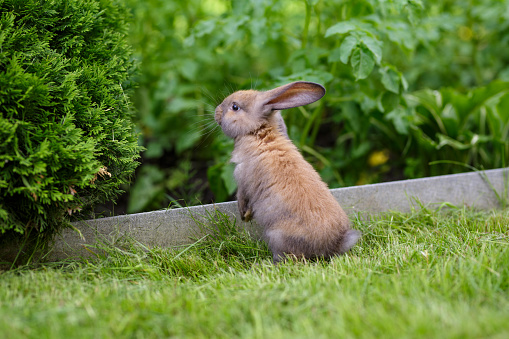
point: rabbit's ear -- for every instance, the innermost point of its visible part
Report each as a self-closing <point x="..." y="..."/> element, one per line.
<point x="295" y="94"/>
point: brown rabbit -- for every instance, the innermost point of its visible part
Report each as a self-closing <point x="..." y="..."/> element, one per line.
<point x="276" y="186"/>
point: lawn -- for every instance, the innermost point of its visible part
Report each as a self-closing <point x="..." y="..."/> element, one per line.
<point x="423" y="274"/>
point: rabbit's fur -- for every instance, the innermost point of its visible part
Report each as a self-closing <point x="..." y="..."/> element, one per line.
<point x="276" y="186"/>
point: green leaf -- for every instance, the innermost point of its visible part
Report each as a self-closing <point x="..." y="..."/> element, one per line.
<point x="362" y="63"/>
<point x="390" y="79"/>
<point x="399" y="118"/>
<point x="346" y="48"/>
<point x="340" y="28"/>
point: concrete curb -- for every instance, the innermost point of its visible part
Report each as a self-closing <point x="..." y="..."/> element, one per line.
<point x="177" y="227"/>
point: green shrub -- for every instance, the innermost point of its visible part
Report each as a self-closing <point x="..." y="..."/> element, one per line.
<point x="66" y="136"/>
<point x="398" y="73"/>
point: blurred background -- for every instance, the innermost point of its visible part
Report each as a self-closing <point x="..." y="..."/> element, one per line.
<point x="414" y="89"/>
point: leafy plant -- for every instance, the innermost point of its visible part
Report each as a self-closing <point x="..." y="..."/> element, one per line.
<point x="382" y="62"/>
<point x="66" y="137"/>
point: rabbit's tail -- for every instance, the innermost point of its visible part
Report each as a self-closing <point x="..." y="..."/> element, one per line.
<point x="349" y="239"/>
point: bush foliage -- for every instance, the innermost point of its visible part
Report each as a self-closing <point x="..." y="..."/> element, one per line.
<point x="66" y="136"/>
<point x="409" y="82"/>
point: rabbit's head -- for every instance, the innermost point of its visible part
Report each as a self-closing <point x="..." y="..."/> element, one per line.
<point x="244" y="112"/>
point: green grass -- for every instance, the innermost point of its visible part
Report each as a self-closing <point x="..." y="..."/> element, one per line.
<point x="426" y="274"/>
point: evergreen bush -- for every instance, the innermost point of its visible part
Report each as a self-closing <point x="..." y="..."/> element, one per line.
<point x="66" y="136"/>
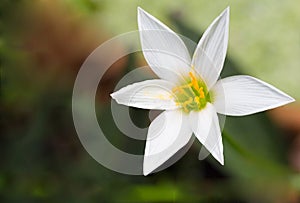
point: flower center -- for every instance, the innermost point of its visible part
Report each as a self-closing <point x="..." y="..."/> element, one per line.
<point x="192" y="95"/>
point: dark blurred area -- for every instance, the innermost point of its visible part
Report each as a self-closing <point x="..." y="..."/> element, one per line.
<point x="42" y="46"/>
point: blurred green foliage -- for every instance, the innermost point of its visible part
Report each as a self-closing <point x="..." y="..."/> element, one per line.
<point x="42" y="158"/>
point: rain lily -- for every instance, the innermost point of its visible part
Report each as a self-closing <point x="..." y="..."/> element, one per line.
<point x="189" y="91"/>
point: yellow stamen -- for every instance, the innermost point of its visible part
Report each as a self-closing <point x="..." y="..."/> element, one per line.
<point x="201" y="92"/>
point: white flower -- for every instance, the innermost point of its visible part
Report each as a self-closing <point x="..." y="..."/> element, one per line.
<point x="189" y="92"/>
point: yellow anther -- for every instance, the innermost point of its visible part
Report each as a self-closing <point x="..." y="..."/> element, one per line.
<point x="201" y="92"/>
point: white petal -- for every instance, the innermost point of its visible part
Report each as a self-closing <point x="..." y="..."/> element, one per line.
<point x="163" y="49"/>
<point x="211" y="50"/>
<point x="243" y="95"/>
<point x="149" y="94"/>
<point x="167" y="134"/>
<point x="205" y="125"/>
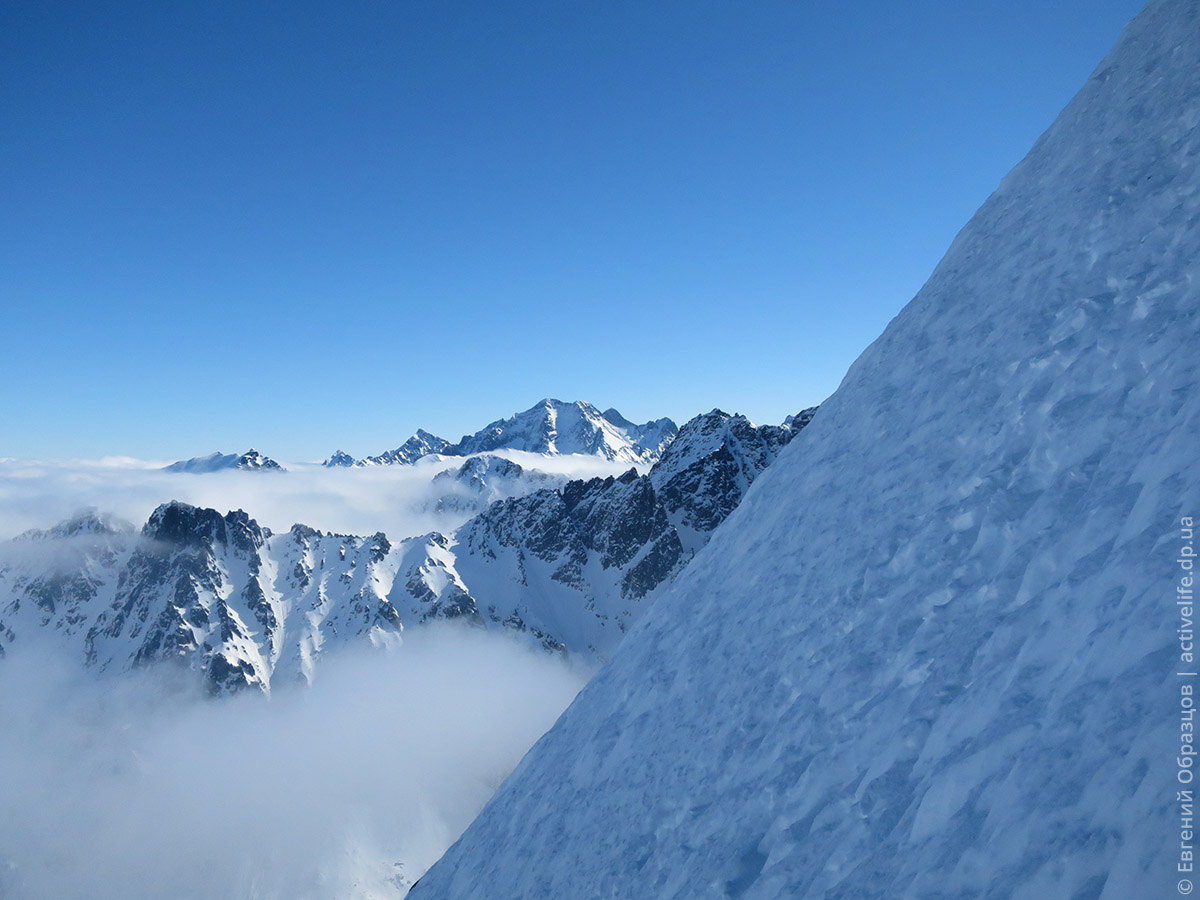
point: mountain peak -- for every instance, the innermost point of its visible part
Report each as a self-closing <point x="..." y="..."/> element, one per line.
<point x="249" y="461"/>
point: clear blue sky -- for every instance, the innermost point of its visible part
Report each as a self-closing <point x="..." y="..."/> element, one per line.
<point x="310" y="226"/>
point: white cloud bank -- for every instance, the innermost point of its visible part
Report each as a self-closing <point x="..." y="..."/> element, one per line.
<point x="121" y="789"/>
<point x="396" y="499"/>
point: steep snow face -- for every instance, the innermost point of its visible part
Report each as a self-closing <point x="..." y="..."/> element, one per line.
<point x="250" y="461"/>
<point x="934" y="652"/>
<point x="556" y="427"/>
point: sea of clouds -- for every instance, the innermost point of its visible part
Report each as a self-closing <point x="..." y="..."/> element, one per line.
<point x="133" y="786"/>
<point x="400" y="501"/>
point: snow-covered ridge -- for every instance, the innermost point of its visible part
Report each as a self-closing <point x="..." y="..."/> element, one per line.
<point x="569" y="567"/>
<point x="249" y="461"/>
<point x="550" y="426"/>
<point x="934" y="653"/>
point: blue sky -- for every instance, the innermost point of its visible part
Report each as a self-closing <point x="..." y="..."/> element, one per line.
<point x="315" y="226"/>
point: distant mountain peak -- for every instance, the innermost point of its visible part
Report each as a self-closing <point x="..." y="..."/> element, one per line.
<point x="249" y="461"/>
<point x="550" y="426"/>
┄┄┄┄┄┄┄┄┄┄┄┄┄┄┄┄┄┄┄┄
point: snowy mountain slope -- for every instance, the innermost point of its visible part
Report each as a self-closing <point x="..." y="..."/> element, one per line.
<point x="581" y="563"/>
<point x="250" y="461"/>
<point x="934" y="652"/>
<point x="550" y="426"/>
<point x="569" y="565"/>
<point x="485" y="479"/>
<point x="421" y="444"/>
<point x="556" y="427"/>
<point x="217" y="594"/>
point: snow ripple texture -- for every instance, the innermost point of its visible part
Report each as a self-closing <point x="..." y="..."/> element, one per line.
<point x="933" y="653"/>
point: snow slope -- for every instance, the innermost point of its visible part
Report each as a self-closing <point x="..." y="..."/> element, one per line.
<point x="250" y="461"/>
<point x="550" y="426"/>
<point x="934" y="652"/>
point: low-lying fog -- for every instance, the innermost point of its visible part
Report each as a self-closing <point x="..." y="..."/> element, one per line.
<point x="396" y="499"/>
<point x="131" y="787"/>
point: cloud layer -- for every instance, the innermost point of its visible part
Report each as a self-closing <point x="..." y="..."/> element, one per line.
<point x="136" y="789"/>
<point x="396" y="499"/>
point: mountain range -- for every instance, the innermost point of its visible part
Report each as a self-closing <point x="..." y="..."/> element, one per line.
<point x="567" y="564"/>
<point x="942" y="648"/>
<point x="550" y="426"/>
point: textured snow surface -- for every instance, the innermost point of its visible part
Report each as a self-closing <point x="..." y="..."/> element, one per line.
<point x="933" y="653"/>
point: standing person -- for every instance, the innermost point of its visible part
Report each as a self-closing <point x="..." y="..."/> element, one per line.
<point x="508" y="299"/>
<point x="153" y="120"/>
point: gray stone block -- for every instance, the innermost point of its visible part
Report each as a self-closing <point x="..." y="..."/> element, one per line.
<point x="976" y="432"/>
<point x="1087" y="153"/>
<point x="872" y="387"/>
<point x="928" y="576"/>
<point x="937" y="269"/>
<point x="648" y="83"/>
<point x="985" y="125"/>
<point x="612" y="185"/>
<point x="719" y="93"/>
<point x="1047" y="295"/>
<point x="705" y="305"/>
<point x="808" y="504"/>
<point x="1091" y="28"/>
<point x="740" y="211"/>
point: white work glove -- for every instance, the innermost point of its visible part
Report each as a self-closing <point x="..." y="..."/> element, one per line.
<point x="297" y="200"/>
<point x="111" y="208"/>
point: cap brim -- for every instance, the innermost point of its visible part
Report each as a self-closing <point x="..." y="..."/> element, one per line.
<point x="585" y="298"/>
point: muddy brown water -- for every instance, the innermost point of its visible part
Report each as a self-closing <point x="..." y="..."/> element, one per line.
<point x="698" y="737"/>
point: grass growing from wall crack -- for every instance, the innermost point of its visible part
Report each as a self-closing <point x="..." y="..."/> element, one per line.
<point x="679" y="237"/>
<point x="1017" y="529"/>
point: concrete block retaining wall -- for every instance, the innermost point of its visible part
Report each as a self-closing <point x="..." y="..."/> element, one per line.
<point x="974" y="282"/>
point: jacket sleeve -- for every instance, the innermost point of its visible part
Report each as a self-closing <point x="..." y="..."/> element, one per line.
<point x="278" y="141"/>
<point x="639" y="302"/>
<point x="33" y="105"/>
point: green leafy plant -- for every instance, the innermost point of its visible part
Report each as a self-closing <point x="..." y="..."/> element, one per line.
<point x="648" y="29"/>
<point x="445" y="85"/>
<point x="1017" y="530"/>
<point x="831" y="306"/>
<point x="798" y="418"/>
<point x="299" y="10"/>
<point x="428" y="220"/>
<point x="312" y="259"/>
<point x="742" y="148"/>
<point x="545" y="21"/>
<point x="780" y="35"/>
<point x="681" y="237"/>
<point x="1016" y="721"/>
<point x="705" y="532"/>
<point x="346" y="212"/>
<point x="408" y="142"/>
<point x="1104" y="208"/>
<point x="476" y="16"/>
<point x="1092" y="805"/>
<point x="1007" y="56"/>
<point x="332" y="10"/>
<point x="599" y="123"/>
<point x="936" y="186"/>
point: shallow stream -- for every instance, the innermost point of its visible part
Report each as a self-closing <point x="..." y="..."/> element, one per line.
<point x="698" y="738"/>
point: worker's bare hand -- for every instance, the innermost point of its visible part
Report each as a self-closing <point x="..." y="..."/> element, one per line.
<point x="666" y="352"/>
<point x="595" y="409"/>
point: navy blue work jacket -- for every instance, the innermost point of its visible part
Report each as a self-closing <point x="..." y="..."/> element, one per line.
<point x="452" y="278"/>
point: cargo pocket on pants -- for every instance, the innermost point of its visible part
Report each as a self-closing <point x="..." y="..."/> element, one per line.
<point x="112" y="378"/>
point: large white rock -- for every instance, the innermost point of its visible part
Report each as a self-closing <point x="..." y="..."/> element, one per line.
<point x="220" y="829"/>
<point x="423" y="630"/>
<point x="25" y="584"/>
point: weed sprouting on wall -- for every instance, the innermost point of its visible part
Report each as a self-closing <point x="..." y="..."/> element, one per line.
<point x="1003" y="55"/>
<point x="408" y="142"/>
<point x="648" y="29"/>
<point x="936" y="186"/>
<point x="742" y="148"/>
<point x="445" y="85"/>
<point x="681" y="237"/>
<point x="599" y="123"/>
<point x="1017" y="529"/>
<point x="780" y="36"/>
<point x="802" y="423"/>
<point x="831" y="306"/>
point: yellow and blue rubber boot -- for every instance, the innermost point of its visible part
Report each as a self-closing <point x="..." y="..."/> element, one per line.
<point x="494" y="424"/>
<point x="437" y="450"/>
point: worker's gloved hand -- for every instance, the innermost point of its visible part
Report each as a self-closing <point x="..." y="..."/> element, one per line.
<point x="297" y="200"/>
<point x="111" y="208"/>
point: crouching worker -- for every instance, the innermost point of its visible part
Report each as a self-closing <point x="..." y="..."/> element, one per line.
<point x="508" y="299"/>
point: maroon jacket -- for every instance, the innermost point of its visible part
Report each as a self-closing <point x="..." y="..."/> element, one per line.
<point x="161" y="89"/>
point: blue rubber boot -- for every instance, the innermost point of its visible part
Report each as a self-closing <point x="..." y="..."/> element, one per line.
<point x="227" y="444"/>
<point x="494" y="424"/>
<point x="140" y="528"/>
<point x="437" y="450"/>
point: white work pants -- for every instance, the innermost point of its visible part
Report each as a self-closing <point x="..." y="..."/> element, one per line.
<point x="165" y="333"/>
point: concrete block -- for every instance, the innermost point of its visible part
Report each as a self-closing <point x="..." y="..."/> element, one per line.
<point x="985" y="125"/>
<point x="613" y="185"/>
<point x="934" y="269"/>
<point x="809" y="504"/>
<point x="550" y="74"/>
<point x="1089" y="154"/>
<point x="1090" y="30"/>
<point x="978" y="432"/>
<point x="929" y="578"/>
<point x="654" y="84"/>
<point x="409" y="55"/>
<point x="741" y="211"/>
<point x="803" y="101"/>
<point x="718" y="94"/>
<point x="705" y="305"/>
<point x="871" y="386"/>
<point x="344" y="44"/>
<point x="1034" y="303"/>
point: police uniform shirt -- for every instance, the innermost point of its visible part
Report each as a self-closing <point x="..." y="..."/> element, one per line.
┄┄┄┄┄┄┄┄┄┄┄┄┄┄┄┄┄┄┄┄
▸ **WHAT TO WORK ON**: Pull out every line in the two blocks above that contains the word "bush", treating uppercase and lowercase as different.

▸ **TASK OUTPUT**:
point: bush foliage -- for every instance, the innermost point of its visible part
point: evergreen bush -- for every instance, the innermost point of its visible part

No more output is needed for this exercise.